• **JOB**
Every entry that follows should be reproduced exactly.

• **DATA FOR THIS EXERCISE**
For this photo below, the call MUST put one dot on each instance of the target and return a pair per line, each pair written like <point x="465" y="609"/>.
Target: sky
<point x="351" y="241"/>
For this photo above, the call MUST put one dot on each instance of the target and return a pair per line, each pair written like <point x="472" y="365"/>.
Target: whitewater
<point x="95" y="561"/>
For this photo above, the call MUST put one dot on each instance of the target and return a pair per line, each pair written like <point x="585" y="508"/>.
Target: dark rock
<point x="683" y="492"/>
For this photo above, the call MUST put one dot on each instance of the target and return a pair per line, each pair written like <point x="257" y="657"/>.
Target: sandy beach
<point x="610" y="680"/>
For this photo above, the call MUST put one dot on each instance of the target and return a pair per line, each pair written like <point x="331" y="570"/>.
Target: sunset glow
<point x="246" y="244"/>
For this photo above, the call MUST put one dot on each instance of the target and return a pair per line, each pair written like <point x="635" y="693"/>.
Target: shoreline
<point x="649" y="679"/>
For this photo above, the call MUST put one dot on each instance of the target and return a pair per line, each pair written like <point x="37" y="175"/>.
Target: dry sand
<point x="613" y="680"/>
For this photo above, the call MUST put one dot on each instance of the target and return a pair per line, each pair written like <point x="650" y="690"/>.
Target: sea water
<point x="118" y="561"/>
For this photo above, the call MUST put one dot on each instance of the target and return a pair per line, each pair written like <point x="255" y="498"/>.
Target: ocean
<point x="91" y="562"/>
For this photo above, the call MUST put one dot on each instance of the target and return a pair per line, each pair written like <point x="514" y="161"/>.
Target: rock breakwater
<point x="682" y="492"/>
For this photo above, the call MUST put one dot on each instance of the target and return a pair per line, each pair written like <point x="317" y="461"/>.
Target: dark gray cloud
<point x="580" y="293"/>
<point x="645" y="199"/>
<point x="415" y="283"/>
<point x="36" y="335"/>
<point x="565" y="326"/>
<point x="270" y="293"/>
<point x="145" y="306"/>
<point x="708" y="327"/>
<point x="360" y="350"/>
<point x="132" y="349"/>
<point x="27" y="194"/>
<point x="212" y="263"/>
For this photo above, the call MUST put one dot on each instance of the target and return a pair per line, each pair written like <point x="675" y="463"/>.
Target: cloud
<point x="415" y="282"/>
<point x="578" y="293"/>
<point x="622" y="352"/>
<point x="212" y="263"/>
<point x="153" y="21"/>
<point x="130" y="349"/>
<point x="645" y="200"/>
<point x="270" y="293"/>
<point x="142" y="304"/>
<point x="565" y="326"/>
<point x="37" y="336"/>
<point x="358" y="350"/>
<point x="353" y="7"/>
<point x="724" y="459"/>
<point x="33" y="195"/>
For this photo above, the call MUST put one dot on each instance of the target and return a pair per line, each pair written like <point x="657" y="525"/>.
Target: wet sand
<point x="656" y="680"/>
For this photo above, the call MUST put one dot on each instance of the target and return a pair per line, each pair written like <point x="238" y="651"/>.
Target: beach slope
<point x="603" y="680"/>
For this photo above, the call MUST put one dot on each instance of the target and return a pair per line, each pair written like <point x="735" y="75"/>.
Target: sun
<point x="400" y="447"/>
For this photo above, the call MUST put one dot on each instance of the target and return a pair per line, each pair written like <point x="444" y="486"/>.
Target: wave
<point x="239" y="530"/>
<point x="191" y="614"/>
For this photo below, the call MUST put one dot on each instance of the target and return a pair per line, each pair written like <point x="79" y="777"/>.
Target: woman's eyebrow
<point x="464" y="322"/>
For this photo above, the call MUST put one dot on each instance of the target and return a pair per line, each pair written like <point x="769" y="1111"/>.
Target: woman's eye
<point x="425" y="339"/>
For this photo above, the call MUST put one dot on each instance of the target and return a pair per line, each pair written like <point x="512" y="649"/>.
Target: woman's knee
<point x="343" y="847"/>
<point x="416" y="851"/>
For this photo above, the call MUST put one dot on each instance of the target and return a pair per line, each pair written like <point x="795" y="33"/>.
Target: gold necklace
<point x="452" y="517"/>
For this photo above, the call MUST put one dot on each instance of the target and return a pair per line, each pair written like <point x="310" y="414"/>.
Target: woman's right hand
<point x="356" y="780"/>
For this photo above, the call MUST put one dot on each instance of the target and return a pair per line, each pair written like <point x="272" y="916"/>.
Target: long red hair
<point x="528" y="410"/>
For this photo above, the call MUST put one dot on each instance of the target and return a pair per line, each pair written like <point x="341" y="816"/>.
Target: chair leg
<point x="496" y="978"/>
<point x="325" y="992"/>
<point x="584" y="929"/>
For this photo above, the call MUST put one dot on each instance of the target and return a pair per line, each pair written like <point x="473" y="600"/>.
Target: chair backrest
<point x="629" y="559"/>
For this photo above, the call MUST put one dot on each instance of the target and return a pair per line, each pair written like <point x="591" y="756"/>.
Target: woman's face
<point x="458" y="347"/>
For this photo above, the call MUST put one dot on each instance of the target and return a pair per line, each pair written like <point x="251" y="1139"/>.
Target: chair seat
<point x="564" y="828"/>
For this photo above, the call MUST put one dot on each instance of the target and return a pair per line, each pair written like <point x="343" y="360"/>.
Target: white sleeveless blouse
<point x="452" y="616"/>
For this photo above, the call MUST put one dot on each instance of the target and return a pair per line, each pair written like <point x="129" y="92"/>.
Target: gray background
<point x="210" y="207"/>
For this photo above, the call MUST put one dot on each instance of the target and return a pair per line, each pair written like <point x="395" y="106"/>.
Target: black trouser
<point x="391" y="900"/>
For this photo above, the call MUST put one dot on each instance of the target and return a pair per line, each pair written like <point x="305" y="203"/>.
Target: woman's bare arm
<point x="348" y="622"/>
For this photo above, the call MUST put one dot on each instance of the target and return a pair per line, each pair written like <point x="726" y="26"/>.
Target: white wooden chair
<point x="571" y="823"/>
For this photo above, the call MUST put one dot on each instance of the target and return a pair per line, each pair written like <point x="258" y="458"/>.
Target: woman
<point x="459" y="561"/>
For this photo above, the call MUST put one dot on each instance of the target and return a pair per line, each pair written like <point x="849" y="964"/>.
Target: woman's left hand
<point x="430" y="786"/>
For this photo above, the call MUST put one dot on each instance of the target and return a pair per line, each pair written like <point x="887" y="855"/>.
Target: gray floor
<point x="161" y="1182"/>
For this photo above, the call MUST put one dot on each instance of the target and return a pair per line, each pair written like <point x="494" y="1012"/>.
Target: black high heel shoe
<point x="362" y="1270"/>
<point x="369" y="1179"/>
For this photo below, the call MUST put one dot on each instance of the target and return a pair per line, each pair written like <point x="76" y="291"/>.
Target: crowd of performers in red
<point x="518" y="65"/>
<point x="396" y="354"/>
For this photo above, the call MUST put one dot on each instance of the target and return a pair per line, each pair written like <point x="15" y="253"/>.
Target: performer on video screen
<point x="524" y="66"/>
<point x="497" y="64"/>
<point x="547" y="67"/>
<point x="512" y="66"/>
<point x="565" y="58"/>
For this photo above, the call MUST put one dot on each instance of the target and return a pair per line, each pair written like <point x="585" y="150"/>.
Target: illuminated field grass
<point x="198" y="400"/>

• **TASK RESPONSE**
For this photo below, the call MUST put one dot on each instance of the target and return a pair per line, each pair written like <point x="465" y="609"/>.
Target: sky
<point x="351" y="241"/>
For this photo above, the call MUST put one dot on each instance of the target and return a pair per line, each pair written like <point x="472" y="365"/>.
Target: whitewater
<point x="95" y="561"/>
For this photo above, the call MUST put one dot on each instance of the target and return a pair per line, each pair written like <point x="585" y="508"/>.
Target: dark rock
<point x="683" y="492"/>
For this photo above, the call MUST put one dot on each instance of the target and return a pair per line, each pair written like <point x="257" y="657"/>.
Target: sandy beach
<point x="610" y="680"/>
For this photo above, the call MUST put one dot on each instance of the target and return a pair per line, each pair written like <point x="331" y="570"/>.
Target: sunset glow
<point x="246" y="244"/>
For this photo above, the call MUST put one dot on each instance of the target and return a pair per line, each pair written like <point x="635" y="693"/>.
Target: shoreline
<point x="649" y="679"/>
For this photo above, the call MUST put one dot on each instance of the target and return a pair per line, each pair written like <point x="37" y="175"/>.
Target: dry sand
<point x="613" y="680"/>
For this photo above, the call MUST put one dot on each instance of the target and return a pair per line, each pair written like <point x="650" y="690"/>.
Target: sea water
<point x="118" y="561"/>
For this photo above, the call MUST put one dot on each instance of the target and return a pair per line, each pair written like <point x="255" y="498"/>.
Target: ocean
<point x="91" y="562"/>
For this photo above, the call MUST put one dot on each instance of the target and return a pair per line, each pair written like <point x="514" y="161"/>.
Target: rock breakwater
<point x="682" y="492"/>
For this photo above, the call MUST put one dot on each instance of the target and return a pair per line, each pair written like <point x="317" y="461"/>.
Target: dark gray cloud
<point x="580" y="293"/>
<point x="645" y="199"/>
<point x="415" y="283"/>
<point x="36" y="335"/>
<point x="565" y="326"/>
<point x="270" y="293"/>
<point x="145" y="306"/>
<point x="708" y="327"/>
<point x="360" y="350"/>
<point x="132" y="349"/>
<point x="27" y="194"/>
<point x="212" y="263"/>
For this photo above, the call MUST put one dot on each instance of the target and return a pair per line, each pair written like <point x="675" y="463"/>.
Target: cloud
<point x="415" y="282"/>
<point x="578" y="293"/>
<point x="622" y="352"/>
<point x="212" y="263"/>
<point x="153" y="21"/>
<point x="130" y="349"/>
<point x="645" y="200"/>
<point x="270" y="293"/>
<point x="142" y="304"/>
<point x="565" y="326"/>
<point x="37" y="336"/>
<point x="358" y="350"/>
<point x="353" y="7"/>
<point x="724" y="459"/>
<point x="33" y="195"/>
For this photo above, the call MUST put one dot on each instance of the target and return a pair per line, each pair written like <point x="657" y="525"/>.
Target: wet sand
<point x="656" y="680"/>
For this photo above, the call MUST put one dot on each instance of the target and return a pair per line, each pair written like <point x="238" y="651"/>.
Target: beach slope
<point x="603" y="680"/>
For this photo above, the call MUST put one dot on each instance of the target and return a pair per line, each pair written like <point x="735" y="75"/>.
Target: sun
<point x="400" y="447"/>
For this photo above, the call MUST put one dot on each instance of the target and return a pair per line, each pair written like <point x="444" y="486"/>.
Target: wave
<point x="239" y="530"/>
<point x="191" y="614"/>
For this photo below, the call MUST put one dot on each instance of the target and return a pair per line, each pair written like <point x="79" y="777"/>.
Target: woman's eyebrow
<point x="464" y="322"/>
For this photo above, the call MUST put one dot on each instance of the target and return a pair per line, each pair written like <point x="769" y="1111"/>.
Target: woman's eye
<point x="425" y="339"/>
For this photo above, the call MUST put one dot on each instance of the target and return a pair per line, each pair written like <point x="512" y="649"/>.
Target: woman's knee
<point x="343" y="847"/>
<point x="416" y="851"/>
For this photo above, the call MUST put one dot on each instance of the target and return a pair per line, each pair written like <point x="795" y="33"/>.
Target: gold necklace
<point x="452" y="517"/>
For this photo above, the call MUST put one dot on each instance of the target and return a pair per line, each pair written like <point x="310" y="414"/>.
Target: woman's right hand
<point x="356" y="780"/>
For this photo above, the call MUST put one dot on each instance of the target and return a pair per line, each pair written like <point x="272" y="916"/>.
Target: long red hair
<point x="528" y="410"/>
For this photo above, the call MUST put one dot on each instance of the target and return a pair per line, each pair written like <point x="341" y="816"/>.
Target: chair leg
<point x="496" y="978"/>
<point x="325" y="992"/>
<point x="584" y="929"/>
For this photo above, the call MUST put one dot on each instance of the target and return a pair per line, each pair written like <point x="473" y="600"/>.
Target: chair backrest
<point x="629" y="559"/>
For this photo above, the call MUST put one dot on each instance of the target and return a pair per line, each pair written like <point x="591" y="756"/>.
Target: woman's face
<point x="458" y="347"/>
For this photo above, the call MUST put one dot on each instance of the target and return a pair per line, each pair written like <point x="251" y="1139"/>.
Target: chair seat
<point x="564" y="828"/>
For this photo above, the call MUST put one dot on each instance of the target and return a pair per line, each pair written like <point x="343" y="360"/>.
Target: white sleeveless blouse
<point x="452" y="616"/>
For this photo above, the call MUST put one dot on each instance of the target and return a pair per line, each pair written like <point x="129" y="92"/>.
Target: gray background
<point x="210" y="207"/>
For this photo above, the call MUST put one dot on each instance of the target and return a pair per line, each pair written like <point x="395" y="106"/>.
Target: black trouser
<point x="391" y="900"/>
For this photo above, the call MUST put one dot on each instance of the target and return a pair per line, each pair written like <point x="305" y="203"/>.
Target: woman's bare arm
<point x="348" y="622"/>
For this photo above, the call MUST put one dot on each instance of the target and return a pair per line, each pair written like <point x="726" y="26"/>.
Target: white wooden chair
<point x="571" y="823"/>
For this photo above, the call MUST put one dot on each instance of the target and return a pair per line, each pair written like <point x="258" y="458"/>.
Target: woman
<point x="459" y="561"/>
For this photo above, the call MUST put one dot on each instance of the target and return a pair per line, each pair written like <point x="849" y="964"/>.
Target: woman's left hand
<point x="430" y="786"/>
For this photo above, the call MUST put one dot on each instance of the target and return a pair per line, each pair written like <point x="887" y="855"/>.
Target: gray floor
<point x="161" y="1182"/>
For this photo above, the call MUST put one dot on each instance of the target and return a pair per line, each pair written like <point x="494" y="1012"/>.
Target: black high heel shoe
<point x="362" y="1270"/>
<point x="369" y="1179"/>
For this photo below, the call MUST put one dot on each instance of the target and return a pair per line, each pair written like <point x="76" y="291"/>.
Target: crowd of performers in red
<point x="518" y="65"/>
<point x="396" y="354"/>
For this photo above, the call MUST put one dot on each instance of the target and return a pair per line, each pair written like <point x="15" y="253"/>.
Target: performer on video screen
<point x="524" y="66"/>
<point x="497" y="64"/>
<point x="547" y="67"/>
<point x="512" y="66"/>
<point x="565" y="58"/>
For this photo above, the call MUST put one dot on each instance of the target and return a pair per line, each pair written like <point x="585" y="150"/>.
Target: illuminated field grass
<point x="198" y="400"/>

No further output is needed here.